Source records:
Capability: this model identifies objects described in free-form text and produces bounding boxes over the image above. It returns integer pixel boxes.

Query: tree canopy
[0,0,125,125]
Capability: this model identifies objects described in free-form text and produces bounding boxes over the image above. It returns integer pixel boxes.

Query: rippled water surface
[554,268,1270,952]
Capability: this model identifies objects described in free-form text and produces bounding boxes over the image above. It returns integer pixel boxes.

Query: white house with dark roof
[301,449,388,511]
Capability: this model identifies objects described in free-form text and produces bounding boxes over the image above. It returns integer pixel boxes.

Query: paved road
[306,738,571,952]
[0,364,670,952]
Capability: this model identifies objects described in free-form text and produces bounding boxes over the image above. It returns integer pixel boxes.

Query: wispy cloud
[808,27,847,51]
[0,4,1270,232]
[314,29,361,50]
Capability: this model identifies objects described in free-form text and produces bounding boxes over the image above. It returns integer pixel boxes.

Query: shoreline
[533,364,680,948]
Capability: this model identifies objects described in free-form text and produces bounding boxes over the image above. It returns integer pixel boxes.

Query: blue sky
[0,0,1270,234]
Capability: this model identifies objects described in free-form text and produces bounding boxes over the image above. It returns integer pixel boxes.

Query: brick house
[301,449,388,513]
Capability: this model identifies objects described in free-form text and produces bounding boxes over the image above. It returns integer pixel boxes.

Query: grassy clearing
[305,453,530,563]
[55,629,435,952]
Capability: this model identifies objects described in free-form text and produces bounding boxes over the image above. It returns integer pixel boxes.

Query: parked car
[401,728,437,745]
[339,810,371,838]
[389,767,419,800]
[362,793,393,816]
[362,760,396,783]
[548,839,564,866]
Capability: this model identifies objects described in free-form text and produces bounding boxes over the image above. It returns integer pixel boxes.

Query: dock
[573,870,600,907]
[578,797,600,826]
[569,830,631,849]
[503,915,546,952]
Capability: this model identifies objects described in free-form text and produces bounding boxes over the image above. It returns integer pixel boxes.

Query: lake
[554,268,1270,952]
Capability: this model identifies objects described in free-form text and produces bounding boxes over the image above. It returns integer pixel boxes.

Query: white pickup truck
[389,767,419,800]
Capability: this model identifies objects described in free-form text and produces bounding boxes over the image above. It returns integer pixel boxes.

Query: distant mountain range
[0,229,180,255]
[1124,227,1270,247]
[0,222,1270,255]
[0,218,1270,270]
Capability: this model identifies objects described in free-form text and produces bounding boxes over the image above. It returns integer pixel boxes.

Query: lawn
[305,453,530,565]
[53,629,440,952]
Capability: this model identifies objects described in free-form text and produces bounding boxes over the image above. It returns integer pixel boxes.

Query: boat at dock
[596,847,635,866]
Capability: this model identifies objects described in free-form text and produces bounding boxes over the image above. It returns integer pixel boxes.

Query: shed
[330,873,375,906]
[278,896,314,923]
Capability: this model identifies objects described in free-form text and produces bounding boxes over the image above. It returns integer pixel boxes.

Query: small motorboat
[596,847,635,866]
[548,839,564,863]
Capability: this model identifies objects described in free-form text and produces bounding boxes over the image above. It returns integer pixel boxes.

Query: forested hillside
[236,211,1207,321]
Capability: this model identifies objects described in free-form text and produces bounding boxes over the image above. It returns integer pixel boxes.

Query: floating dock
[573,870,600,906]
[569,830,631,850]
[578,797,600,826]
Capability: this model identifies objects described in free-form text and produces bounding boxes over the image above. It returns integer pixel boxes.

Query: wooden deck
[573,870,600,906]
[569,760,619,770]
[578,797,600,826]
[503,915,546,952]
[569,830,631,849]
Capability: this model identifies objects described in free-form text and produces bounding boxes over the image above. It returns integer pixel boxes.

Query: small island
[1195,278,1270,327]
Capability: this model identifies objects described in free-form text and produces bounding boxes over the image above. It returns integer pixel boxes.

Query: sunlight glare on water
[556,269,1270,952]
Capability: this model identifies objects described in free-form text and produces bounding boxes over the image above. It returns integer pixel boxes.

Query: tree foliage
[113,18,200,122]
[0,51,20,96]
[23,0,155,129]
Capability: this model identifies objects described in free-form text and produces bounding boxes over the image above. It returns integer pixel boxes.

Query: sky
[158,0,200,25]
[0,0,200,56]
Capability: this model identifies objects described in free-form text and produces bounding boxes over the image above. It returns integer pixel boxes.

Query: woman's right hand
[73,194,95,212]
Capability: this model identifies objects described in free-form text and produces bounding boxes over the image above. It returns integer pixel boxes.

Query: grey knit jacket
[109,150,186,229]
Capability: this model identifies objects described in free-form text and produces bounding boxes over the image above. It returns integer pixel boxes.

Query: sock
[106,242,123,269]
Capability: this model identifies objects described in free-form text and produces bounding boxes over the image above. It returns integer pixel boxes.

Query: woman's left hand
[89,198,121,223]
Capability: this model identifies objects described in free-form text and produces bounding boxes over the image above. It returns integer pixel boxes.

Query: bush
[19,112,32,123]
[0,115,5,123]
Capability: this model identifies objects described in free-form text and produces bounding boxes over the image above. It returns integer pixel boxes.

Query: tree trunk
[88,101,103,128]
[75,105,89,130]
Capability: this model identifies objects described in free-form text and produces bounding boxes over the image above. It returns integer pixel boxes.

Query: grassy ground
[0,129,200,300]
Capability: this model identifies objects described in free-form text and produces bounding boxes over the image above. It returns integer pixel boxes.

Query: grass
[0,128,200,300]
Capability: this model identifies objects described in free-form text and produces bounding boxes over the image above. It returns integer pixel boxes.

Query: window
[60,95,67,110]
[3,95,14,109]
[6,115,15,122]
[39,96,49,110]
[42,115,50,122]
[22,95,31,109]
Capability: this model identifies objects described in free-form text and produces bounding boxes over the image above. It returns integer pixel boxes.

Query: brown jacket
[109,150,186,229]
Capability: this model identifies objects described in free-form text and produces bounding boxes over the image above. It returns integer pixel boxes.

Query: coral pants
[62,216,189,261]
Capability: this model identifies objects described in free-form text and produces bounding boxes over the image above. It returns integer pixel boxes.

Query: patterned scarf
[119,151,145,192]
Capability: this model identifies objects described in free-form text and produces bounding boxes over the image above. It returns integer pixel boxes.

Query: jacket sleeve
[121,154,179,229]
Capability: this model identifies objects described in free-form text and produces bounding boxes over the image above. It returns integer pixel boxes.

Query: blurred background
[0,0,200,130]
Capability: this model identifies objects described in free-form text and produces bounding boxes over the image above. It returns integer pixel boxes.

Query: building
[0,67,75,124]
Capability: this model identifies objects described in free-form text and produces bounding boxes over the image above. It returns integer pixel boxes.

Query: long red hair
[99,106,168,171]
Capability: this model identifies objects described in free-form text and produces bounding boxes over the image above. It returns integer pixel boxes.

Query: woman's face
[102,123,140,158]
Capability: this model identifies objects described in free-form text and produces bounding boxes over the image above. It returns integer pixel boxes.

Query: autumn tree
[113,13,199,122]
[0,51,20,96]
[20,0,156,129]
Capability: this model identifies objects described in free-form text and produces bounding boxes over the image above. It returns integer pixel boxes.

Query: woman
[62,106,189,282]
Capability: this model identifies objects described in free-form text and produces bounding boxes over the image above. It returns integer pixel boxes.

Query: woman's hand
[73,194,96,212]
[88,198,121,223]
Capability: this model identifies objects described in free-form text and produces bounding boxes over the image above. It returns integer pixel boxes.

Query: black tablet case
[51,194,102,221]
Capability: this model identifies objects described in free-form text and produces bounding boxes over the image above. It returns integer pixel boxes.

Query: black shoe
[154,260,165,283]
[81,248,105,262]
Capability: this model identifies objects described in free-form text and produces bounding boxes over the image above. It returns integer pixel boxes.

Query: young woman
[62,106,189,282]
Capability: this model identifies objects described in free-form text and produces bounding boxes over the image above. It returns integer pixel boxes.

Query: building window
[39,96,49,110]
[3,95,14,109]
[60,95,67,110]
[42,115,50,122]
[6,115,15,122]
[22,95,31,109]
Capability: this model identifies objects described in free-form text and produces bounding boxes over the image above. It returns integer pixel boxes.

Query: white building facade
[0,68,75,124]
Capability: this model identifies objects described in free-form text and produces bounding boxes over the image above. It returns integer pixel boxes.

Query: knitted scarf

Requirement: Extract every line above that contains the word "grassy". Copy each one in full and treat uppercase and lowercase letters as different.

The solution:
Query: grassy clearing
Query: grassy ground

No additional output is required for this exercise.